* PROBLEM DETAILS
Add 127 to every coordinate in the answers of the data, starting at the line that contains "Locate the snow on roof" and ending at the line that contains "(1013, 345)". Write out those lines again, with the requests unchanged.
(begin)
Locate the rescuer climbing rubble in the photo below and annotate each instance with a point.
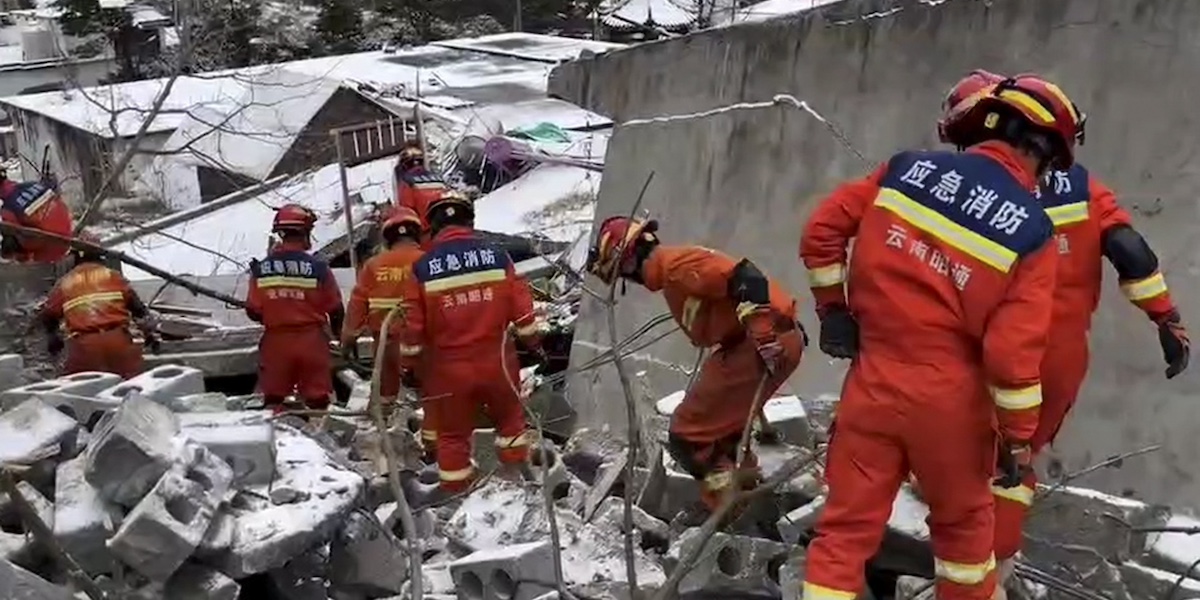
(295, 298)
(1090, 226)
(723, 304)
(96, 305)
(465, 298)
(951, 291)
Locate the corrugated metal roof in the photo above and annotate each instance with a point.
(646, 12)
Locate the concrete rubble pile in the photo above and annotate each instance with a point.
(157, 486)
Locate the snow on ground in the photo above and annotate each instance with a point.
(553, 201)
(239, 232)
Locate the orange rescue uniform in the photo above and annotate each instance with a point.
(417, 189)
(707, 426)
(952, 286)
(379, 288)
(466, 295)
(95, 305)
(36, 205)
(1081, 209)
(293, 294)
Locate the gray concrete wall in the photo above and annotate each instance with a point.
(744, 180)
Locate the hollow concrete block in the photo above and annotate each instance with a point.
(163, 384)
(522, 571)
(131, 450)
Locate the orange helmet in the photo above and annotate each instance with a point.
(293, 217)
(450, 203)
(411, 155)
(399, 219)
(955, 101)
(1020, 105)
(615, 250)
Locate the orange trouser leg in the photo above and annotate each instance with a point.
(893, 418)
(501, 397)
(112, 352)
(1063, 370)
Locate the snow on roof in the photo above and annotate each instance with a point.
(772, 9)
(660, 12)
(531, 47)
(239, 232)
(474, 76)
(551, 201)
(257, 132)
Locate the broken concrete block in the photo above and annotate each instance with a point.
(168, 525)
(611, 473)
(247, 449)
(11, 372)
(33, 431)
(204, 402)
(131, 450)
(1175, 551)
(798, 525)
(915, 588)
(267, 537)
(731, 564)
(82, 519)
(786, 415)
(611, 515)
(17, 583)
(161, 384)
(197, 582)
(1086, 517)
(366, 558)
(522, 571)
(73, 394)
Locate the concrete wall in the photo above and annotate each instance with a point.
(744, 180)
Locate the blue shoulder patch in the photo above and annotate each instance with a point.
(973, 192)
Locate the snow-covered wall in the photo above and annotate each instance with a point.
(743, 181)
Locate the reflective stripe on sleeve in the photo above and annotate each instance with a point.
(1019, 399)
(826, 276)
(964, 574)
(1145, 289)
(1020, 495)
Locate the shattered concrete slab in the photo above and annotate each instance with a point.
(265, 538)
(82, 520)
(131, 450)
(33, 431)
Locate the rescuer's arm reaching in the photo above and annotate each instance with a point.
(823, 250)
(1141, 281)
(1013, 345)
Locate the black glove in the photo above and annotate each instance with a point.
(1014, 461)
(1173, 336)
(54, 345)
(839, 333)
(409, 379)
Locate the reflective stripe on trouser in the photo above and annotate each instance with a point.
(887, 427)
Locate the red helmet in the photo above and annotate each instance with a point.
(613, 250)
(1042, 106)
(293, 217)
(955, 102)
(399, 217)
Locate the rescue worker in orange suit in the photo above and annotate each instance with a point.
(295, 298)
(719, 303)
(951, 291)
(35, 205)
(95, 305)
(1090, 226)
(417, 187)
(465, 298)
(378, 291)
(end)
* ANSWER TO THIS TASK
Locate the snow on roof in the photo above and annotate each instance with a point.
(899, 136)
(787, 139)
(658, 174)
(366, 359)
(601, 203)
(678, 328)
(384, 259)
Locate the broken concrete block in the photo above and annotate each instance with a point.
(295, 652)
(738, 600)
(374, 576)
(138, 499)
(160, 558)
(331, 529)
(258, 577)
(1302, 678)
(925, 652)
(1042, 715)
(394, 664)
(858, 691)
(209, 646)
(913, 542)
(738, 642)
(144, 710)
(288, 511)
(324, 709)
(1213, 644)
(493, 685)
(649, 698)
(200, 521)
Locate the concrete wall in the photo above and annotate each instance with a point.
(871, 307)
Locate the blue shoulder patch in the photo above and annotate each instance with a point.
(1100, 319)
Locate the snow-covered wall in the photo above and annotate each instance with a point.
(870, 308)
Locate the reflective stripe on sleeve in the photo above and annotate each instance with a point.
(1146, 526)
(953, 403)
(1091, 701)
(1272, 416)
(1147, 622)
Locate the shattered concrete slab in the photo above and annotate each instance with a point.
(392, 665)
(209, 647)
(258, 577)
(160, 558)
Locate the rescuer's arm reaching in the photo above and annotate each instance with a point.
(950, 377)
(1268, 408)
(1140, 472)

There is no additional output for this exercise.